___ Page extract ___
- Born: 1 May 1900 Alcester, England
- Died: 9 November 1980 (aged 80) Chipping Norton, England
- Occupation(s): Administrator, organiser

Academic background
- Education: University of Wales

Academic work
- Main interests: Underrepresented communities (women, migrants, the poor, etc.)

= Pearl Jephcott =

English social researcher and girls' club organiser

Agnes Pearl Jephcott (1 May 1900 – 9 November 1980), known by her middle name Pearl, was an English social researcher and girls' club organiser.

== Early life, education and girls' club organising ==
Jephcott was born on 1 May 1900 in Alcester, Warwickshire, the youngest child of Agnes Amelia (née Boobbyean) and Edward Arthur Jephcott, an auctioneer. After attending Alcester Grammar School, she studied at the University of Wales, Aberystwyth, graduating in 1922 with a Bachelor of Arts degree in history. She worked in teaching, as a secretary, and for Dr Barnardo's homes, before becoming involved in the girls' club movement. She joined the Birmingham Union of Girls' Clubs and became its organising secretary in 1927 and eight years later became the temporary County Organiser for the National Association of Girls' Clubs. During the Second World War, she became a National Organiser and moved to London.
___
• _What to do_
**a.** Using the Pearl Jephcott biography, explain in one to three sentences why she is referred to as Pearl even though her first name was Agnes.
**b.** Carry on the Pearl Jephcott biography past its final sentence.
The rows that follow are not needed here.
___ Entries supplied ___
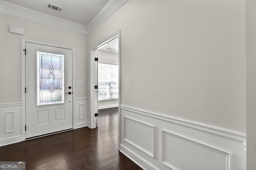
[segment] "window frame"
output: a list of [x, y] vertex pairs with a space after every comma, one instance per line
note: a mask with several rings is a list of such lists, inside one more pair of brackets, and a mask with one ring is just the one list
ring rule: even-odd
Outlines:
[[[118, 67], [118, 69], [119, 70], [119, 65], [118, 65], [118, 63], [114, 63], [114, 62], [110, 62], [110, 61], [102, 61], [102, 60], [99, 60], [98, 61], [98, 74], [99, 74], [99, 71], [98, 71], [98, 69], [99, 69], [99, 67], [98, 67], [98, 64], [107, 64], [107, 65], [109, 65], [109, 64], [111, 64], [112, 65], [117, 65]], [[119, 88], [119, 73], [118, 73], [118, 81], [117, 82], [114, 82], [114, 81], [110, 81], [110, 82], [100, 82], [98, 80], [98, 88], [99, 87], [99, 83], [107, 83], [108, 84], [111, 84], [111, 83], [118, 83], [118, 88]], [[114, 98], [110, 98], [110, 93], [111, 93], [111, 92], [110, 92], [110, 89], [111, 89], [111, 86], [110, 86], [110, 85], [109, 85], [109, 91], [108, 92], [108, 95], [109, 95], [110, 98], [108, 99], [99, 99], [99, 92], [98, 92], [98, 101], [107, 101], [107, 100], [116, 100], [116, 99], [119, 99], [119, 94], [118, 95], [118, 96], [117, 97], [114, 97]], [[119, 90], [118, 91], [118, 92], [119, 93]]]

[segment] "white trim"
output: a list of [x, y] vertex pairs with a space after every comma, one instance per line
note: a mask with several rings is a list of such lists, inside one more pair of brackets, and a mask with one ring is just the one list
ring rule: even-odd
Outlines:
[[[8, 115], [12, 115], [12, 120], [9, 120]], [[9, 126], [9, 123], [10, 123], [12, 125], [12, 128], [11, 129], [8, 129]], [[14, 112], [8, 112], [5, 113], [5, 132], [9, 133], [10, 132], [13, 132], [14, 131]]]
[[109, 18], [128, 0], [110, 0], [86, 26], [4, 0], [0, 0], [0, 14], [87, 35]]
[[46, 45], [51, 46], [59, 48], [63, 48], [72, 50], [72, 90], [73, 90], [73, 121], [72, 125], [74, 128], [75, 125], [75, 95], [76, 94], [76, 82], [75, 79], [76, 73], [76, 63], [75, 63], [75, 48], [72, 47], [60, 45], [52, 43], [42, 42], [22, 38], [21, 39], [21, 133], [22, 141], [26, 140], [26, 132], [25, 131], [25, 125], [26, 125], [26, 94], [25, 93], [25, 87], [26, 87], [26, 58], [25, 53], [23, 49], [26, 48], [26, 43], [37, 43], [38, 44], [44, 45]]
[[80, 100], [90, 100], [90, 97], [76, 97], [75, 99], [75, 101], [79, 101]]
[[130, 120], [131, 121], [132, 121], [134, 122], [135, 122], [137, 123], [138, 123], [139, 124], [142, 125], [144, 126], [145, 126], [146, 127], [148, 127], [149, 128], [150, 128], [152, 129], [152, 138], [151, 138], [151, 140], [152, 140], [152, 148], [151, 149], [152, 150], [152, 152], [150, 152], [150, 151], [144, 149], [144, 148], [142, 148], [142, 147], [141, 147], [140, 146], [138, 145], [138, 144], [136, 144], [136, 143], [134, 143], [134, 142], [133, 142], [132, 141], [131, 141], [131, 140], [130, 140], [128, 139], [128, 138], [126, 138], [126, 133], [125, 133], [125, 131], [126, 130], [124, 130], [124, 140], [126, 141], [126, 142], [129, 143], [129, 144], [131, 144], [133, 146], [134, 146], [136, 148], [137, 148], [138, 149], [140, 150], [141, 150], [143, 152], [144, 152], [146, 153], [146, 154], [148, 154], [148, 155], [149, 155], [150, 156], [151, 156], [152, 158], [154, 158], [154, 128], [155, 127], [155, 126], [154, 125], [151, 125], [150, 124], [149, 124], [148, 123], [146, 123], [144, 122], [143, 122], [141, 121], [140, 121], [138, 120], [135, 120], [133, 119], [132, 119], [131, 118], [130, 118], [129, 117], [128, 117], [127, 116], [124, 116], [124, 128], [126, 128], [126, 121], [125, 121], [125, 120], [126, 119], [128, 119], [128, 120]]
[[21, 141], [21, 135], [17, 135], [9, 138], [4, 138], [0, 139], [0, 146], [8, 145]]
[[76, 129], [76, 128], [83, 128], [86, 127], [88, 127], [89, 125], [90, 125], [90, 123], [88, 122], [82, 122], [80, 123], [76, 123], [76, 125], [75, 125], [75, 126], [73, 129]]
[[105, 105], [105, 106], [101, 106], [98, 107], [98, 109], [104, 109], [112, 108], [113, 107], [118, 107], [118, 104], [116, 105]]
[[150, 111], [135, 108], [124, 105], [120, 105], [120, 109], [136, 113], [157, 119], [166, 122], [179, 125], [199, 130], [220, 136], [230, 139], [244, 142], [246, 139], [246, 134], [221, 127], [211, 125], [200, 122], [190, 121], [156, 113]]
[[84, 113], [85, 109], [84, 103], [80, 103], [78, 104], [78, 119], [84, 119]]
[[21, 103], [0, 103], [0, 107], [12, 107], [21, 106]]
[[0, 1], [0, 14], [65, 31], [88, 34], [83, 25], [4, 0]]
[[[108, 36], [108, 38], [105, 38], [105, 39], [103, 40], [102, 41], [101, 41], [101, 42], [99, 42], [99, 43], [97, 43], [96, 44], [96, 45], [94, 45], [93, 47], [92, 47], [90, 48], [90, 99], [91, 99], [91, 105], [90, 105], [90, 113], [91, 113], [91, 122], [90, 122], [90, 125], [91, 125], [91, 127], [90, 128], [96, 128], [96, 126], [95, 125], [95, 123], [94, 123], [94, 122], [95, 122], [96, 121], [96, 117], [95, 117], [94, 116], [94, 114], [95, 113], [94, 113], [94, 98], [95, 98], [95, 96], [94, 95], [95, 95], [95, 93], [94, 93], [94, 75], [95, 74], [95, 73], [94, 71], [94, 51], [95, 51], [96, 49], [97, 49], [98, 47], [100, 47], [101, 45], [107, 43], [108, 42], [111, 41], [112, 40], [114, 39], [114, 38], [116, 38], [116, 37], [119, 37], [118, 38], [118, 51], [119, 51], [118, 52], [118, 65], [119, 65], [119, 67], [118, 67], [118, 75], [119, 75], [119, 76], [118, 77], [118, 81], [119, 82], [119, 83], [118, 83], [118, 87], [119, 87], [119, 91], [118, 91], [118, 94], [119, 94], [119, 96], [118, 96], [118, 106], [119, 105], [120, 103], [120, 98], [121, 97], [120, 95], [121, 94], [120, 94], [120, 84], [121, 83], [120, 83], [120, 30], [118, 30], [118, 31], [115, 32], [114, 33], [112, 34], [111, 35], [110, 35], [110, 36]], [[118, 110], [118, 112], [120, 113], [120, 111]], [[120, 121], [120, 120], [119, 121]], [[119, 123], [120, 123], [120, 122]], [[120, 128], [120, 127], [119, 127]], [[118, 144], [118, 146], [119, 145], [119, 144]]]
[[[160, 169], [158, 168], [150, 162], [140, 156], [137, 153], [130, 149], [124, 145], [121, 144], [120, 148], [119, 149], [119, 151], [121, 152], [132, 160], [134, 162], [137, 164], [142, 168], [144, 170], [152, 169], [160, 170]], [[130, 154], [132, 154], [132, 155], [130, 156]], [[134, 156], [135, 156], [135, 158], [134, 158]]]
[[86, 26], [90, 33], [126, 3], [129, 0], [110, 0]]
[[[224, 149], [220, 148], [218, 148], [216, 146], [211, 145], [209, 144], [206, 144], [201, 141], [196, 140], [196, 139], [192, 139], [192, 138], [185, 136], [184, 135], [182, 135], [180, 134], [178, 134], [176, 133], [174, 133], [172, 132], [170, 132], [164, 129], [162, 129], [162, 142], [163, 142], [163, 133], [165, 133], [166, 134], [176, 137], [177, 138], [180, 138], [180, 139], [186, 140], [188, 142], [193, 143], [194, 144], [203, 147], [210, 150], [213, 150], [215, 152], [220, 153], [220, 154], [224, 154], [226, 156], [226, 170], [232, 170], [232, 153], [231, 152], [225, 150]], [[163, 160], [163, 157], [164, 157], [163, 152], [164, 150], [164, 148], [162, 148], [163, 144], [162, 143], [162, 155], [161, 155], [161, 162], [162, 162], [168, 166], [169, 168], [175, 170], [180, 170], [177, 167], [171, 164], [170, 163]]]

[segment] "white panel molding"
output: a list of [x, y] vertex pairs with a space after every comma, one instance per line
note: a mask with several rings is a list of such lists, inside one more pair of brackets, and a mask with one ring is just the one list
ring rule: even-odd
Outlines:
[[[142, 122], [141, 121], [138, 121], [138, 120], [135, 120], [134, 119], [133, 119], [130, 118], [130, 117], [127, 117], [126, 116], [124, 116], [124, 140], [125, 141], [126, 141], [126, 142], [130, 143], [130, 144], [131, 144], [133, 146], [134, 146], [136, 148], [137, 148], [138, 149], [140, 150], [141, 150], [144, 153], [146, 153], [146, 154], [148, 154], [148, 155], [154, 158], [154, 127], [155, 126], [154, 125], [150, 125], [148, 123], [145, 123]], [[152, 145], [151, 146], [151, 151], [149, 151], [149, 150], [148, 150], [146, 149], [145, 149], [142, 146], [140, 146], [139, 145], [138, 145], [138, 144], [136, 144], [136, 143], [135, 143], [135, 142], [133, 142], [132, 141], [131, 141], [129, 139], [128, 139], [127, 138], [126, 138], [126, 130], [128, 130], [128, 129], [126, 129], [126, 120], [130, 120], [131, 121], [132, 121], [136, 123], [138, 123], [138, 124], [141, 125], [142, 126], [146, 126], [147, 127], [148, 127], [149, 128], [151, 128], [151, 143], [152, 144]], [[146, 141], [146, 142], [148, 142], [148, 141]]]
[[80, 100], [90, 100], [90, 97], [76, 97], [75, 99], [76, 101], [79, 101]]
[[79, 104], [79, 119], [84, 119], [84, 104]]
[[88, 108], [89, 102], [90, 98], [88, 97], [76, 97], [75, 99], [76, 112], [73, 129], [90, 126], [88, 120], [88, 115], [90, 114]]
[[118, 107], [118, 104], [117, 104], [116, 105], [106, 105], [105, 106], [99, 106], [98, 107], [98, 109], [104, 109], [112, 108], [113, 107]]
[[66, 113], [64, 108], [55, 109], [54, 113], [55, 122], [65, 120]]
[[6, 112], [5, 132], [14, 131], [14, 112]]
[[[119, 151], [143, 169], [160, 170], [150, 162], [123, 144], [120, 145]], [[134, 157], [134, 156], [135, 156]]]
[[74, 128], [78, 128], [86, 127], [90, 127], [90, 123], [88, 122], [84, 122], [76, 123]]
[[85, 26], [4, 0], [0, 1], [0, 14], [65, 31], [88, 34]]
[[88, 34], [107, 20], [129, 0], [110, 0], [86, 26]]
[[21, 142], [21, 135], [16, 135], [0, 139], [0, 146]]
[[244, 142], [246, 139], [246, 133], [220, 127], [202, 123], [189, 120], [172, 117], [166, 115], [120, 105], [120, 108], [136, 113], [175, 123], [190, 128], [220, 136], [233, 140]]
[[49, 123], [49, 110], [38, 111], [36, 114], [36, 125]]
[[[222, 154], [226, 156], [225, 161], [226, 161], [226, 170], [232, 170], [232, 153], [230, 151], [225, 150], [217, 147], [215, 146], [213, 146], [210, 144], [207, 144], [205, 142], [199, 141], [194, 139], [192, 139], [191, 138], [189, 138], [188, 136], [185, 136], [184, 135], [182, 135], [180, 134], [178, 134], [176, 133], [171, 132], [164, 129], [162, 129], [162, 146], [161, 146], [161, 151], [162, 151], [162, 156], [161, 156], [161, 161], [162, 163], [169, 168], [173, 169], [174, 170], [180, 170], [178, 168], [172, 165], [170, 162], [168, 162], [164, 159], [164, 152], [165, 151], [164, 149], [163, 142], [164, 138], [163, 134], [167, 134], [168, 135], [172, 136], [173, 136], [179, 138], [183, 140], [185, 140], [188, 142], [192, 143], [193, 144], [198, 145], [199, 146], [204, 147], [210, 150], [212, 150], [214, 152], [216, 152], [221, 154]], [[186, 152], [186, 151], [185, 151]]]
[[21, 106], [21, 103], [0, 103], [0, 107], [12, 107]]

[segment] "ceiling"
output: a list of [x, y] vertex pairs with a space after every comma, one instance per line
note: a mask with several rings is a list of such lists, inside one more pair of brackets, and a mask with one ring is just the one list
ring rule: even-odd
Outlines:
[[[110, 0], [5, 0], [85, 26], [88, 25]], [[48, 4], [61, 8], [61, 12], [48, 8], [47, 4]]]

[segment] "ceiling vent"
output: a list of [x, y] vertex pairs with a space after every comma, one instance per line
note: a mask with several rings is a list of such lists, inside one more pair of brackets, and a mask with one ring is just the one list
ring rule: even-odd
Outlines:
[[50, 4], [47, 4], [46, 7], [48, 8], [52, 9], [59, 12], [61, 12], [63, 10], [63, 8], [59, 7], [58, 6], [57, 6], [56, 5], [54, 5]]

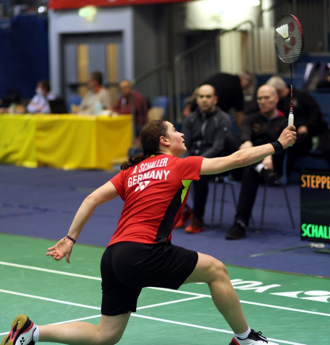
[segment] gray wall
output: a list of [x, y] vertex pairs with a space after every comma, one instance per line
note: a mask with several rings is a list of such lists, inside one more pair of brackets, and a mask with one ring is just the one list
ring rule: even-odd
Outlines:
[[49, 12], [50, 77], [52, 90], [61, 94], [63, 66], [61, 62], [61, 35], [67, 34], [122, 33], [124, 69], [126, 77], [134, 75], [133, 10], [131, 6], [99, 8], [97, 17], [87, 22], [77, 10]]

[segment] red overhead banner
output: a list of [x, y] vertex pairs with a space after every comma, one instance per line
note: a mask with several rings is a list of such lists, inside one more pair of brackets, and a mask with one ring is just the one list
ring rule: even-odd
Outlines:
[[165, 2], [184, 2], [190, 0], [49, 0], [49, 7], [54, 9], [80, 8], [85, 6], [104, 7]]

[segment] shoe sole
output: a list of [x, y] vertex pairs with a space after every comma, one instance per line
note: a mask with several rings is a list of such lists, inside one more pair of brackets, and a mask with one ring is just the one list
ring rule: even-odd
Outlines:
[[[244, 235], [244, 236], [227, 236], [226, 237], [226, 240], [241, 240], [241, 239], [245, 239], [246, 237], [246, 235]], [[230, 345], [231, 345], [230, 344]]]
[[[28, 320], [29, 318], [26, 315], [19, 315], [17, 316], [13, 321], [9, 335], [2, 339], [0, 345], [14, 345], [17, 338], [30, 327], [26, 325]], [[13, 332], [13, 331], [14, 331]]]
[[199, 233], [201, 233], [202, 231], [204, 231], [205, 230], [205, 228], [203, 228], [200, 230], [198, 230], [198, 231], [195, 231], [194, 230], [185, 230], [185, 232], [187, 234], [199, 234]]

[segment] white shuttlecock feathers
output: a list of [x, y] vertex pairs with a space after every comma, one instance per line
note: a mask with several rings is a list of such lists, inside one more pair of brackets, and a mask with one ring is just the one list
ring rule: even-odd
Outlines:
[[288, 24], [283, 24], [278, 28], [276, 28], [276, 31], [284, 38], [287, 42], [290, 41], [290, 37], [289, 35], [289, 27]]

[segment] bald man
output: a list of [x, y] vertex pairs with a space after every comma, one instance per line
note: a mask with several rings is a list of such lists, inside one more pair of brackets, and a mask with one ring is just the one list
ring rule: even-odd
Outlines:
[[[239, 149], [276, 141], [288, 124], [284, 114], [277, 108], [278, 96], [273, 86], [264, 85], [258, 90], [259, 111], [246, 116], [242, 124]], [[243, 169], [242, 184], [234, 222], [228, 231], [227, 240], [239, 240], [246, 236], [249, 221], [260, 183], [273, 183], [282, 174], [284, 152], [279, 151], [262, 161]]]
[[[185, 118], [182, 132], [187, 153], [191, 156], [202, 156], [207, 158], [227, 156], [226, 138], [231, 131], [229, 115], [217, 106], [218, 97], [214, 88], [210, 85], [200, 86], [197, 90], [198, 107]], [[214, 176], [212, 177], [214, 179]], [[191, 223], [185, 229], [186, 232], [197, 234], [205, 229], [203, 216], [208, 192], [208, 179], [201, 176], [198, 181], [193, 181], [194, 205], [188, 207], [176, 227], [183, 227], [192, 217]]]

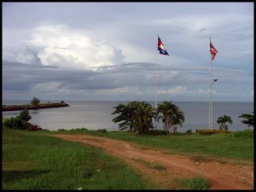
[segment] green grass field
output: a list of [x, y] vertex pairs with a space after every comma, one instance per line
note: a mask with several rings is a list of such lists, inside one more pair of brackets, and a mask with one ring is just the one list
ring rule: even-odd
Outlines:
[[[51, 134], [90, 134], [159, 148], [168, 154], [191, 155], [251, 165], [253, 163], [253, 131], [201, 136], [177, 134], [139, 136], [129, 131], [76, 129], [28, 131], [3, 128], [3, 189], [164, 189], [125, 164], [121, 160], [79, 143], [49, 137]], [[163, 166], [148, 165], [162, 171]], [[204, 178], [178, 179], [179, 189], [206, 189]]]
[[96, 131], [71, 130], [50, 131], [62, 134], [91, 134], [131, 142], [143, 148], [154, 148], [169, 154], [189, 154], [201, 158], [217, 158], [236, 163], [253, 163], [253, 131], [203, 136], [179, 133], [172, 136], [139, 136], [129, 131]]
[[152, 182], [100, 148], [3, 129], [3, 189], [145, 189]]

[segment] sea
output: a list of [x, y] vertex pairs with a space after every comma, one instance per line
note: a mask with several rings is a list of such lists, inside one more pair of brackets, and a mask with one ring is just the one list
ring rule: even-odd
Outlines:
[[[115, 117], [112, 113], [114, 107], [119, 103], [127, 104], [129, 102], [88, 102], [65, 101], [70, 106], [67, 108], [29, 110], [32, 124], [36, 124], [43, 129], [56, 131], [58, 129], [86, 128], [88, 130], [106, 129], [108, 131], [119, 131], [118, 124], [112, 122]], [[27, 104], [29, 101], [3, 101], [4, 105]], [[44, 102], [44, 101], [41, 101]], [[47, 102], [47, 101], [45, 101]], [[160, 102], [159, 102], [160, 103]], [[185, 121], [178, 132], [188, 130], [208, 129], [209, 102], [172, 102], [184, 113]], [[152, 106], [154, 102], [148, 102]], [[248, 129], [247, 125], [242, 124], [239, 118], [241, 113], [251, 113], [253, 111], [253, 102], [221, 102], [212, 104], [212, 128], [218, 129], [218, 117], [224, 114], [231, 117], [233, 123], [229, 124], [229, 131], [242, 131]], [[3, 117], [15, 117], [20, 111], [2, 112]], [[163, 130], [163, 124], [157, 123], [157, 129]]]

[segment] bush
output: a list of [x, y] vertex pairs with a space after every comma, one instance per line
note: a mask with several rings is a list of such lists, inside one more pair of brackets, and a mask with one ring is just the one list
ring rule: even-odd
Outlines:
[[192, 130], [188, 130], [188, 131], [186, 131], [186, 133], [187, 133], [187, 134], [192, 134]]
[[164, 130], [148, 130], [147, 131], [143, 132], [143, 135], [165, 136], [166, 135], [166, 132]]
[[67, 131], [67, 130], [65, 130], [65, 129], [58, 129], [57, 131]]
[[212, 135], [212, 134], [218, 134], [218, 133], [228, 133], [224, 130], [207, 130], [207, 129], [198, 129], [195, 130], [195, 133], [199, 133], [201, 135]]
[[32, 100], [30, 102], [30, 103], [32, 105], [32, 106], [38, 106], [39, 103], [40, 103], [40, 100], [37, 97], [33, 97]]
[[26, 130], [28, 129], [28, 121], [31, 119], [27, 109], [24, 109], [17, 117], [11, 117], [5, 120], [4, 125], [10, 129]]
[[107, 132], [107, 130], [106, 129], [98, 129], [96, 131], [99, 131], [99, 132]]
[[247, 137], [247, 138], [253, 138], [253, 135], [254, 135], [253, 130], [238, 131], [236, 132], [232, 132], [230, 134], [230, 136], [234, 137]]

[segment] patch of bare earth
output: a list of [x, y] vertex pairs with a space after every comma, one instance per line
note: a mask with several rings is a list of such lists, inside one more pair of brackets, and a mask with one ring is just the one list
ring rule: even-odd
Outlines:
[[128, 142], [101, 137], [61, 134], [54, 136], [102, 148], [144, 173], [149, 180], [164, 189], [177, 189], [173, 178], [192, 178], [198, 176], [210, 182], [210, 189], [253, 189], [253, 166], [196, 160], [189, 156], [168, 154], [150, 148], [143, 149], [141, 146]]

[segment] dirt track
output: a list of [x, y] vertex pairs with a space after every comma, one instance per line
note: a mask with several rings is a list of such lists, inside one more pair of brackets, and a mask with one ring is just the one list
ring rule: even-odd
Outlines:
[[[189, 156], [169, 154], [128, 142], [102, 137], [61, 134], [54, 136], [102, 148], [109, 154], [122, 159], [139, 172], [145, 173], [148, 179], [152, 179], [166, 189], [176, 189], [172, 178], [195, 177], [196, 176], [204, 177], [210, 181], [210, 189], [253, 189], [253, 166], [221, 164], [218, 161], [204, 160], [196, 161]], [[148, 166], [149, 164], [152, 166]], [[159, 166], [161, 169], [154, 168], [154, 165]]]

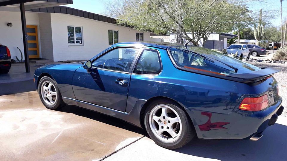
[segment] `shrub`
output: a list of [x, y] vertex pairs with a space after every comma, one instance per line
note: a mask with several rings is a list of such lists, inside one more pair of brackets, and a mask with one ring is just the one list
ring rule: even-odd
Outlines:
[[278, 49], [273, 55], [272, 59], [276, 61], [287, 60], [287, 46]]

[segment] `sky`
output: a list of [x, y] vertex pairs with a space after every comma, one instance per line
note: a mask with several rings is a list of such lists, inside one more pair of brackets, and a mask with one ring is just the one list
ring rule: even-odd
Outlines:
[[[250, 10], [254, 12], [258, 12], [260, 9], [264, 11], [271, 10], [272, 14], [267, 13], [267, 16], [270, 16], [270, 25], [278, 26], [281, 25], [280, 16], [280, 0], [260, 1], [246, 1]], [[83, 10], [100, 15], [106, 15], [105, 3], [106, 2], [116, 2], [116, 0], [73, 0], [73, 4], [65, 6]], [[282, 2], [283, 16], [285, 19], [287, 19], [287, 0]], [[108, 16], [108, 15], [106, 15]]]

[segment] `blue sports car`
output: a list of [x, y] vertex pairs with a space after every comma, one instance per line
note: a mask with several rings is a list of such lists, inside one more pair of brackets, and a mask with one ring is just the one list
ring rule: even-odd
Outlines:
[[85, 62], [35, 71], [43, 104], [78, 106], [145, 129], [175, 149], [195, 137], [256, 140], [284, 108], [279, 72], [213, 50], [168, 43], [112, 45]]

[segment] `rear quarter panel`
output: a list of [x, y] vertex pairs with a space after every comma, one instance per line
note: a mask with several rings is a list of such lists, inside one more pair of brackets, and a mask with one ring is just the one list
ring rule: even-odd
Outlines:
[[[72, 87], [73, 77], [74, 71], [82, 66], [81, 64], [49, 64], [36, 69], [35, 75], [40, 77], [46, 74], [51, 76], [57, 83], [62, 97], [75, 99]], [[40, 80], [37, 78], [37, 79], [35, 83], [38, 89], [37, 84]]]
[[[200, 138], [240, 139], [257, 131], [262, 123], [258, 118], [261, 114], [252, 116], [239, 110], [239, 103], [243, 95], [259, 95], [274, 88], [277, 84], [274, 78], [248, 84], [184, 71], [173, 66], [166, 50], [158, 49], [163, 70], [156, 75], [132, 75], [127, 112], [134, 109], [140, 100], [162, 96], [184, 107]], [[208, 122], [218, 126], [206, 128]]]

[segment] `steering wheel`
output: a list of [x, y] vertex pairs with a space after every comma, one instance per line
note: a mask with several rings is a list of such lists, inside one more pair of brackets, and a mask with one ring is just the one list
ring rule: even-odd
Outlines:
[[113, 59], [108, 59], [104, 63], [104, 65], [103, 65], [103, 68], [106, 69], [110, 69], [110, 68], [109, 68], [109, 66], [111, 65], [115, 64], [116, 63], [116, 61], [115, 61], [115, 60]]

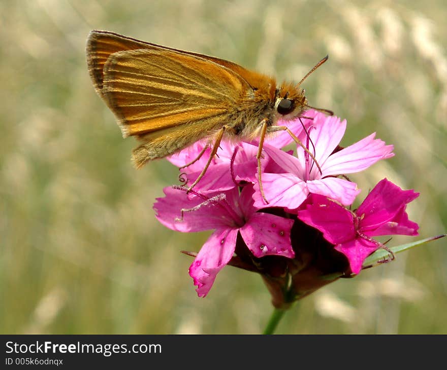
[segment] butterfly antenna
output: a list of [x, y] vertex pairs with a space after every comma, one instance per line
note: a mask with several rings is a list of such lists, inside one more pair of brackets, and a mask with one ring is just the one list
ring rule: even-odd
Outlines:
___
• _List of answers_
**a.** Her full name was Agnes Pearl Jephcott, and she was known by her middle name, Pearl.

**b.**
== Social research and later years ==
In 1942, Jephcott was given leave by the National Association of Girls' Clubs to carry out research into girls' experiences of growing up in England and Wales. She collected information on the work and home life, leisure and relationships of 153 girls aged 14 to 18, the results of which were reported in Jephcott's first book: Girls Growing Up (1942). She followed this up the next year with Clubs for Girls, which provided a guide on organising clubs. She was awarded a Barnett Fellowship to carry out a follow-up study of the girls she spoke to in 1942, and produced Rising Twenties in 1948 as a result. She then worked for Political and Economic Planning, before joining the University of Nottingham in 1950 to oversee research projects, one of which examined youth groups and was published as Some Young People (1954). That year she became a senior research assistant at the London School of Economics, working under Richard Titmuss alongside Nancy Seear and John Smith. They investigated married women in employment in Bermondsey and she focused on home life. The result was Married Women Working, published in 1962. In the view of Helen McCarthy, this study meant that Jephcott was one of a number of researchers in the 1950s and early 1960s (such as Seear, Viola Klein, Ferdynand Zweig, Judith Hubback and Hannah Gavron) who "helped to entrench new understandings of married women’s employment as a fundamental feature of advanced industrial societies, and one that solved the dilemmas of 'modern' woman across social classes."

Jephcott was also a member of the Central Advisory Council for Education in England for the year 1957–58 and sat on the Albemarle Committee in 1958. She left the London School of Economics and studied families in Notting Hill, London, leading to a report, A Troubled Area in 1964, which highlighted the scarcity of resources for disadvantaged people in an area which also witnessed substantial immigration from Commonwealth countries.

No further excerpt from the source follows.